EJERCICIO PROPUESTO ▸ Prosigue el fragmento sobre Montserrat Roig a partir de su última oración.

FRAGMENTO PROPORCIONADO ▸
================================
Declinaba el ímpetu con que había empezado a empujar mi mecedora, una tarde navideña de esas pasadas entre agitaciones, pesares y muchas ganas de que volara el tiempo; y eché mano de las notas que había tomado cuando leí los recuerdos con que la prensa ha honrado recientemente a Montserrat Roig, la escritora y periodista catalana de cuya muerte se han cumplido 30 años, motivo por el cual se la homenajea con textos inéditos y evocaciones de su notable producción. Porque resulta que también yo tenía algo que decir de Montserrat Roig, y lo tenía pendiente.
================================
ELEMENTOS ▸
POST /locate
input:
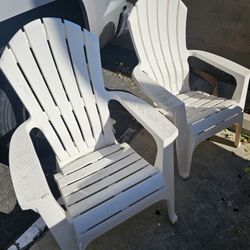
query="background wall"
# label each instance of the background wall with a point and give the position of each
(221, 27)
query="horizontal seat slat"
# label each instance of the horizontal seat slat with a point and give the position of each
(195, 98)
(90, 158)
(101, 174)
(92, 168)
(118, 203)
(186, 95)
(215, 119)
(104, 183)
(192, 109)
(207, 111)
(111, 191)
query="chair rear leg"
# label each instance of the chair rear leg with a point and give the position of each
(237, 135)
(171, 211)
(184, 150)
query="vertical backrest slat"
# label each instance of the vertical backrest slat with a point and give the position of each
(96, 78)
(153, 23)
(75, 40)
(139, 45)
(159, 26)
(182, 17)
(8, 65)
(162, 19)
(61, 85)
(58, 72)
(173, 42)
(28, 64)
(143, 20)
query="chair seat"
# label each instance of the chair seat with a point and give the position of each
(205, 111)
(105, 183)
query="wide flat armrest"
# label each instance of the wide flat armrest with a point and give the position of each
(27, 176)
(240, 73)
(156, 124)
(159, 95)
(222, 63)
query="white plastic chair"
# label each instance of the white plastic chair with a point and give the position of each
(158, 32)
(55, 69)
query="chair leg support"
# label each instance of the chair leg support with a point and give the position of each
(171, 211)
(237, 135)
(184, 157)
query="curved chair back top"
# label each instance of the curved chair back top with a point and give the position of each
(54, 67)
(158, 29)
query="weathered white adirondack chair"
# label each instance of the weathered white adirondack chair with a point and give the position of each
(158, 30)
(55, 69)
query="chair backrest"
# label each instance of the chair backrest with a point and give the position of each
(55, 68)
(158, 30)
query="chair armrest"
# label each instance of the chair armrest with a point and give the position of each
(240, 73)
(157, 125)
(162, 130)
(159, 95)
(28, 179)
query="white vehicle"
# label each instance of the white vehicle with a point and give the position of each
(105, 18)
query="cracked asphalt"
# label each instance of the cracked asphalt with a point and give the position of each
(213, 205)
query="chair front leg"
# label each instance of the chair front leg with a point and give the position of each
(237, 134)
(165, 163)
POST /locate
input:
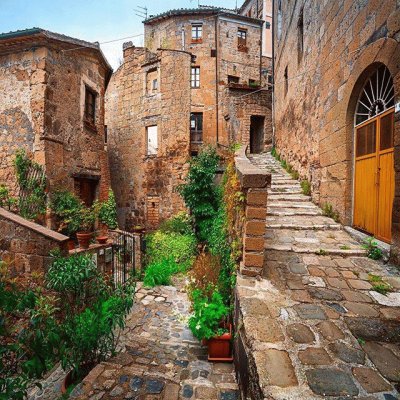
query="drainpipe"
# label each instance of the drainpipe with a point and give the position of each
(216, 75)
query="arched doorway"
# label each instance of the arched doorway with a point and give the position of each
(374, 156)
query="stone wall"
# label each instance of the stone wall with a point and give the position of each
(317, 86)
(25, 245)
(42, 100)
(145, 184)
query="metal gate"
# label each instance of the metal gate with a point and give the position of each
(123, 256)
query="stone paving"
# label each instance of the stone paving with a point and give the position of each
(314, 324)
(159, 358)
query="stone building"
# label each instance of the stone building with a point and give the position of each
(193, 83)
(52, 91)
(337, 85)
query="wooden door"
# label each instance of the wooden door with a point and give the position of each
(374, 176)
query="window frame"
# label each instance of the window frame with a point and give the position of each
(195, 77)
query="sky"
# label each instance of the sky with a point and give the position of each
(92, 20)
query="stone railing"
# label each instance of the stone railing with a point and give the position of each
(254, 184)
(26, 245)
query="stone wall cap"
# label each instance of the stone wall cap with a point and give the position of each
(33, 226)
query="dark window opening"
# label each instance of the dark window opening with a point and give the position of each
(90, 105)
(86, 189)
(195, 77)
(196, 127)
(197, 32)
(233, 79)
(300, 33)
(242, 39)
(286, 81)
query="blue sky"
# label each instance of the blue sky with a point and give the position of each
(92, 20)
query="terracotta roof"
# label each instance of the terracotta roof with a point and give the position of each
(43, 33)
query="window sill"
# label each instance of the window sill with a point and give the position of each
(89, 125)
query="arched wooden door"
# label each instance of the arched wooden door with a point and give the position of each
(374, 176)
(374, 156)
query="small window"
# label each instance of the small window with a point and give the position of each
(197, 33)
(152, 140)
(196, 127)
(90, 105)
(286, 80)
(242, 39)
(195, 77)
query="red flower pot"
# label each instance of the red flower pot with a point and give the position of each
(84, 239)
(220, 347)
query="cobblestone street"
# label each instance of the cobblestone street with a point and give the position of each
(314, 323)
(159, 358)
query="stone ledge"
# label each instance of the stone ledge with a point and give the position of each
(33, 226)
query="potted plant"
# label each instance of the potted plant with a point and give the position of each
(208, 323)
(87, 220)
(107, 213)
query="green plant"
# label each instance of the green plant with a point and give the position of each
(181, 223)
(66, 208)
(107, 211)
(160, 272)
(199, 191)
(32, 184)
(373, 251)
(305, 187)
(329, 212)
(208, 313)
(180, 248)
(6, 200)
================================
RESULTADO DEL EJERCICIO ▸
Corría 1984 y ya había culminado mi tercer libro, Hacia la destrucción ecológica de España, que escribí para la editorial Grijalbo gracias a la intervención de la magnífica Pilar Juárez, una cartagenera abarcelonada con cuya humanidad tierna y arrolladora he contraído deuda y afecto. Y pasó que el día que entregué el original en la editorial, a cambio del cual se me entregaría un tercio del montante esperado según tirada y precio de venta al público (así era: costumbres de entonces, aniquiladas por la degradación general de la publicación de libros, simultánea con el avance del desarrollo y la tecnología, es decir, la incultura), supe que ese anticipo se retrasaría un tiempo, a lo que tendría que allanarme (que es el sino de todo autor).
Esto me lo comunicó otra empleada de la editorial que me lo hizo saber con exquisitas formas y una sonrisa, lo que le agradecí. Se me presentó con un “Hola, soy Montserrat Roig y me encargo de tu libro”, a lo que respondí sin emoción particular ni gracia alguna, ya que solo remotamente me sonaba el nombre de aquella mujer, de presencia tan elegante y cálida. El comentario sobre el retraso del anticipo fue seguido de un gesto, absolutamente fuera del guion editorial, que me calificó a la dama, y fue que, abriendo su bolso y extrayendo de él un bloc de cheques, me dijo: “Como supongo que te vendrá bien, te adelanto yo ese dinero y ya me lo devolverás cuando la editorial te pague”.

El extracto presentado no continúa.